Some elements of the ​cooperative dataset infrastructure ​may be found in MORF, the MOoc Replication
Framework at the University of Pennsylvania, which is designed to replicate research results across MOOCs. In
MORF, MOOC data can be ingested into a common research format. This format is similar to MoocDB ​[15]​, but
tailored to the specific research goals of the platform. Researchers can then input a finding to check for, realized as
an “if-then” production rule. The production rule is then tested against the MOOC data sets currently ingested within
the framework. The wide number of published findings from MOOC data (for instance, ​[3,4,12,17] provide
considerable grist for such a project. Despite being broadly interested in the same topic, each of these experiments is
impossible to compare to others in that they differ in several ways:
     (a) Feature engineering approaches used,
     (b) Outcome of prediction,
     (c) Dataset characteristics,
     (d) Machine learning techniques used

By contrast, in an engine such as MORF, each variant on the findings can be readily tested and compared within the
same data sets. In a first “proof of concept” pilot study, 21 previously published findings from the MOOC literature
were tested within the context of a single MOOC’s data set ​[1]​. While this falls far short of the eventual goal of
testing hundreds of findings in hundreds of MOOCs, it demonstrates that research of considerably broader scope
than most MOOC research can be feasibly carried out in such a platform.

Existing elements of a ​sociotechnical infrastructure ​are harder to find. The closest known by the authors in the
MOOC space is the EdX Research Data Exchange (RDX)1. The RDX is a voluntary exchange of MOOC data which
is open to charter members of the EdX organization, and as of writing 19 members have elected to join the RDX.

» Supplied data

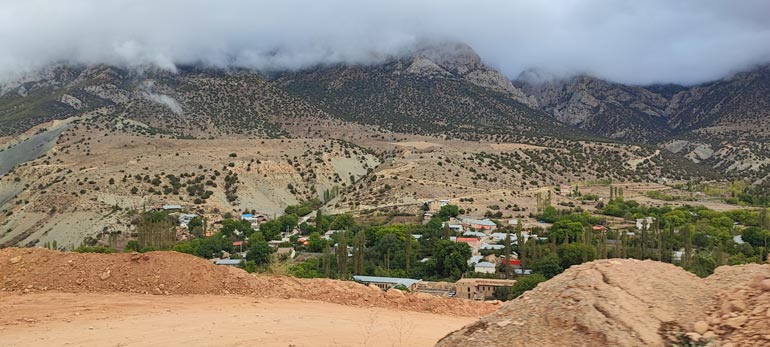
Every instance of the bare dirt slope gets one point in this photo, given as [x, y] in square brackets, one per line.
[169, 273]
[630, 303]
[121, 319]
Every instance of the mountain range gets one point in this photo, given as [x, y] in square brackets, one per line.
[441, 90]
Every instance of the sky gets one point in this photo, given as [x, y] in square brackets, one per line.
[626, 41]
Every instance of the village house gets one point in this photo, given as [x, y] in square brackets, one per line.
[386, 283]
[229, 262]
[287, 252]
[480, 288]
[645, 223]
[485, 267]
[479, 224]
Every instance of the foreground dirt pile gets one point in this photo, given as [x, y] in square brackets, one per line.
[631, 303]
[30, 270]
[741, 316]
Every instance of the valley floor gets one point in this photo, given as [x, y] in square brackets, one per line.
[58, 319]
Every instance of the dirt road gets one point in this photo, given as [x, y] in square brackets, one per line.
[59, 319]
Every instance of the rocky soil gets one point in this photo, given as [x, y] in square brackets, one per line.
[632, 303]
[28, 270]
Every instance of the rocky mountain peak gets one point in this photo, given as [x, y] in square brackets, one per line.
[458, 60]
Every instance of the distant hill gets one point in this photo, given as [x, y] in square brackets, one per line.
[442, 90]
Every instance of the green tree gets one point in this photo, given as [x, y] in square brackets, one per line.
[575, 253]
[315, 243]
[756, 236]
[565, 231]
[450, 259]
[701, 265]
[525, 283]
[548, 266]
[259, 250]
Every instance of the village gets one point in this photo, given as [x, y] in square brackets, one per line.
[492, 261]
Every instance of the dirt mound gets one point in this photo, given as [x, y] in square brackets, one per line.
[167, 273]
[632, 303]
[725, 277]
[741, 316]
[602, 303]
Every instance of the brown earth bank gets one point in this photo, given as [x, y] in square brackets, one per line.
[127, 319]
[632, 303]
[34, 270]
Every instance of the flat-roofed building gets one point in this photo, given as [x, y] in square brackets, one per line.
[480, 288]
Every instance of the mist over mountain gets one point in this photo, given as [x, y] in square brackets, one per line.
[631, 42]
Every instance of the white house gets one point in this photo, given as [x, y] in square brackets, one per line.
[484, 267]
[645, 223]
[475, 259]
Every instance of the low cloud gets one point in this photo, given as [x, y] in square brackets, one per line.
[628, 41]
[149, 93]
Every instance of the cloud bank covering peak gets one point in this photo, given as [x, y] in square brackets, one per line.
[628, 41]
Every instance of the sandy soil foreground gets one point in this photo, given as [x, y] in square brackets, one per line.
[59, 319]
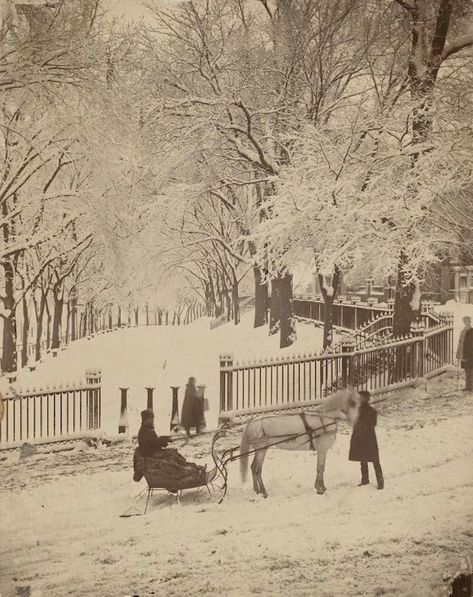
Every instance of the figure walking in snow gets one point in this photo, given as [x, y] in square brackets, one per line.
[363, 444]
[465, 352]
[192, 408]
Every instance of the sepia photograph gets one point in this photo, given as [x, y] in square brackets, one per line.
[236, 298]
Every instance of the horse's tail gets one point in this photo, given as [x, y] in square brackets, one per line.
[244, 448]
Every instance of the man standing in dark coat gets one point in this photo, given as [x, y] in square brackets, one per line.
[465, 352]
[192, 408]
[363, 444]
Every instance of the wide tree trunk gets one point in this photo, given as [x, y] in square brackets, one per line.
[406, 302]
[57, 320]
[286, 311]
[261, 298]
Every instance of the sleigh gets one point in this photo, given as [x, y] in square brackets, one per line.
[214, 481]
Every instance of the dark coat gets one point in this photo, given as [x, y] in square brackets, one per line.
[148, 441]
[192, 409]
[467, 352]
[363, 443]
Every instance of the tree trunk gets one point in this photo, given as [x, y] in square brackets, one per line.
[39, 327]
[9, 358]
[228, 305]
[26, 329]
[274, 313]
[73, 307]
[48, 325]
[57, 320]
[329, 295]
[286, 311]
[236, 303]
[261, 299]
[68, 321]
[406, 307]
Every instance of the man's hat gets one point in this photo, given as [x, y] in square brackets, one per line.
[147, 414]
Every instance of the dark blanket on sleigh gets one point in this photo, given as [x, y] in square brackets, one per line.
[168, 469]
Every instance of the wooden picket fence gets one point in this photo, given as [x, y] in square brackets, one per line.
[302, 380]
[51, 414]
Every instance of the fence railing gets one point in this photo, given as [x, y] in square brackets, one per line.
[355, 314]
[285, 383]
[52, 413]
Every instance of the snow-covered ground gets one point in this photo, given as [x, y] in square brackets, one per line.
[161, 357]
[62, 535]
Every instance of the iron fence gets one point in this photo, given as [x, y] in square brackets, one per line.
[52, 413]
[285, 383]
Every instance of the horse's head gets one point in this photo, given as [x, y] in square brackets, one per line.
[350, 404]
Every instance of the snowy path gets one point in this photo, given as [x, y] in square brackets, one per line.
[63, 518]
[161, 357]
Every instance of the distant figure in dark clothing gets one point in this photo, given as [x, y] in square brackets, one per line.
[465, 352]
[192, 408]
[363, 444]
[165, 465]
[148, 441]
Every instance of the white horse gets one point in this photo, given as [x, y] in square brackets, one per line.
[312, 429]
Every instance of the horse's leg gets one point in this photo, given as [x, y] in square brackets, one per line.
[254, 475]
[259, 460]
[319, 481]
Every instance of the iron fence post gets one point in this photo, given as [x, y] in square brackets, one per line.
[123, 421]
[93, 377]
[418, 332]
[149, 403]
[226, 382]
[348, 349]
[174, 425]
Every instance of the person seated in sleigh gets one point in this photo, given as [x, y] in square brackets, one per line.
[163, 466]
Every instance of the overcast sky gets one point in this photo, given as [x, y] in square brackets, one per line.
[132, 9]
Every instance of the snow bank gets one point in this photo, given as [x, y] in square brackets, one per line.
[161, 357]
---
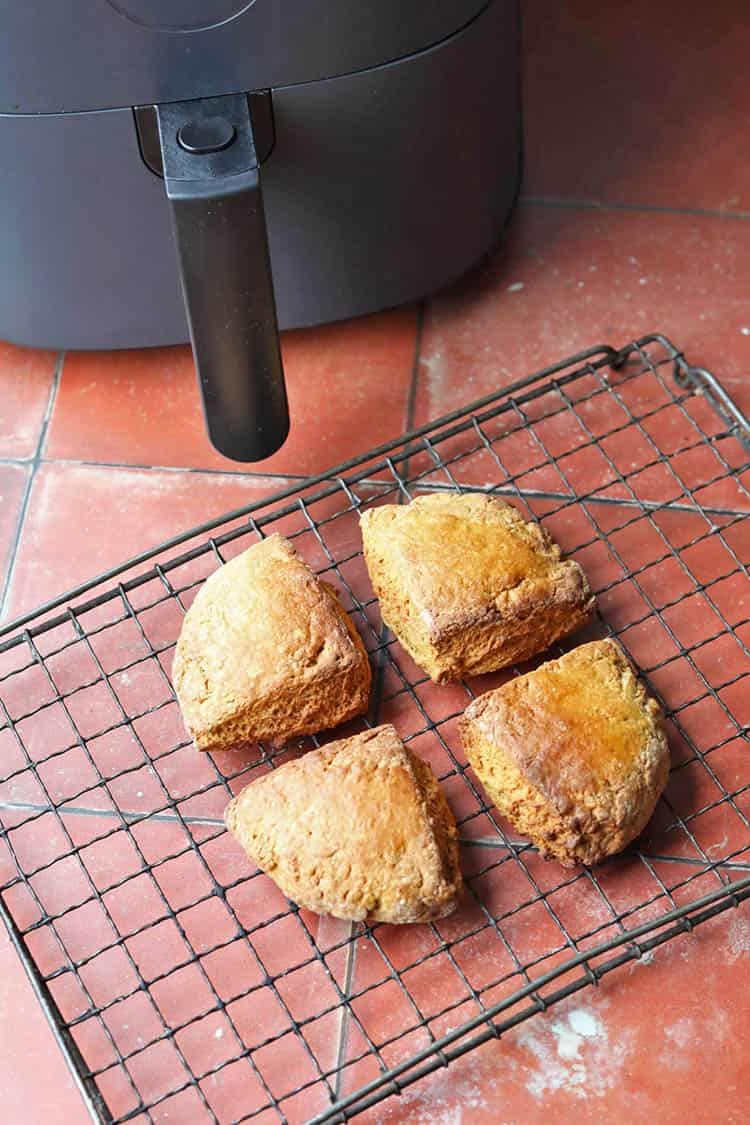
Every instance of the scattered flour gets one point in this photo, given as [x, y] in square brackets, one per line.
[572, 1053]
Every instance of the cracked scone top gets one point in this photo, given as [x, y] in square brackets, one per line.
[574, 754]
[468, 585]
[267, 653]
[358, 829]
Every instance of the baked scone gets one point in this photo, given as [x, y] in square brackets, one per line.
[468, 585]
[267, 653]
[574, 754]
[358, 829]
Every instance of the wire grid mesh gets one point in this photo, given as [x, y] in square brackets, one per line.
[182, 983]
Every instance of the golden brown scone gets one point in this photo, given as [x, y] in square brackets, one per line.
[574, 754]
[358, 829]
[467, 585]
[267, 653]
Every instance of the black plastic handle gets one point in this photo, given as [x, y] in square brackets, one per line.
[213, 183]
---
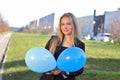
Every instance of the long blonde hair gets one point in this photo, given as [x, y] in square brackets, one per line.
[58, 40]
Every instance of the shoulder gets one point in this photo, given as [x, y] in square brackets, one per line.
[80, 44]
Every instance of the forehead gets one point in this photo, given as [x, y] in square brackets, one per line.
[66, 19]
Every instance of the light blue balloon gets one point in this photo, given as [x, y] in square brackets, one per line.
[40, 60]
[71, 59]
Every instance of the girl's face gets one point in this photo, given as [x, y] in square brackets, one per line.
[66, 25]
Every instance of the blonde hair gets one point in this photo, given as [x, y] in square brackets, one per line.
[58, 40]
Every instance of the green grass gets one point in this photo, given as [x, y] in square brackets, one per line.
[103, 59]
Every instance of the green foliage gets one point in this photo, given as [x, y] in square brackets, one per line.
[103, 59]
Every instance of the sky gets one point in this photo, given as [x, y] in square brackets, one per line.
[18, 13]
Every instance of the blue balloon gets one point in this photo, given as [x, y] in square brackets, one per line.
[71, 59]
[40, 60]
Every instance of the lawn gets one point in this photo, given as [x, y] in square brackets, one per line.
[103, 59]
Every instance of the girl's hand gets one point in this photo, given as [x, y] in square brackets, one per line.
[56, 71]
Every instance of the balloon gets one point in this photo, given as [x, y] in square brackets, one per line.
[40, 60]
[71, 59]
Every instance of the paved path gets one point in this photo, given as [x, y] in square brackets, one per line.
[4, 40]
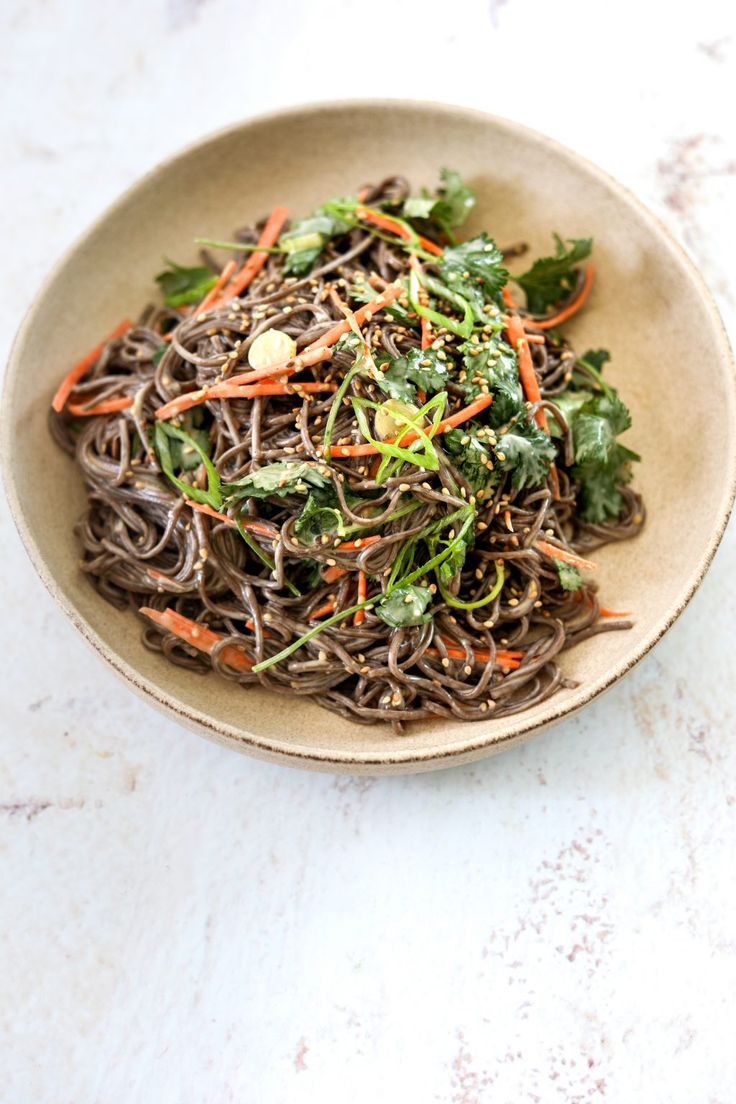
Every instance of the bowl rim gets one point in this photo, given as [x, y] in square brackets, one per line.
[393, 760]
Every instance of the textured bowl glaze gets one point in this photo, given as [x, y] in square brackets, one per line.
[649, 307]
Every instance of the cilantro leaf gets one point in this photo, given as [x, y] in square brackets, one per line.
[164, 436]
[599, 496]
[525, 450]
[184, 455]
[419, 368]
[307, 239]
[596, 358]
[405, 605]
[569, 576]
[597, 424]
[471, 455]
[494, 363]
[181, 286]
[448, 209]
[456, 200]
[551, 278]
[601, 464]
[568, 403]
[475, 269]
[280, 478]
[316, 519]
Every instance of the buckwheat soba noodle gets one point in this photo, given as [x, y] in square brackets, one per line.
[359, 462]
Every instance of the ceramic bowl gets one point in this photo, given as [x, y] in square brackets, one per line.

» What to do
**1)** From the MORF passage, extract the stretch that begins at the words "By contrast, in" and stops after the words "join the RDX.".
**2)** The MORF passage names several ways in which published MOOC experiments differ from one another. List all of them.

» Answers to the tasks
**1)**
By contrast, in an engine such as MORF, each variant on the findings can be readily tested and compared within the
same data sets. In a first “proof of concept” pilot study, 21 previously published findings from the MOOC literature
were tested within the context of a single MOOC’s data set ​[1]​. While this falls far short of the eventual goal of
testing hundreds of findings in hundreds of MOOCs, it demonstrates that research of considerably broader scope
than most MOOC research can be feasibly carried out in such a platform.

Existing elements of a ​sociotechnical infrastructure ​are harder to find. The closest known by the authors in the
MOOC space is the EdX Research Data Exchange (RDX)1. The RDX is a voluntary exchange of MOOC data which
is open to charter members of the EdX organization, and as of writing 19 members have elected to join the RDX.

**2)**
- Feature engineering approaches used
- Outcome of prediction
- Dataset characteristics
- Machine learning techniques used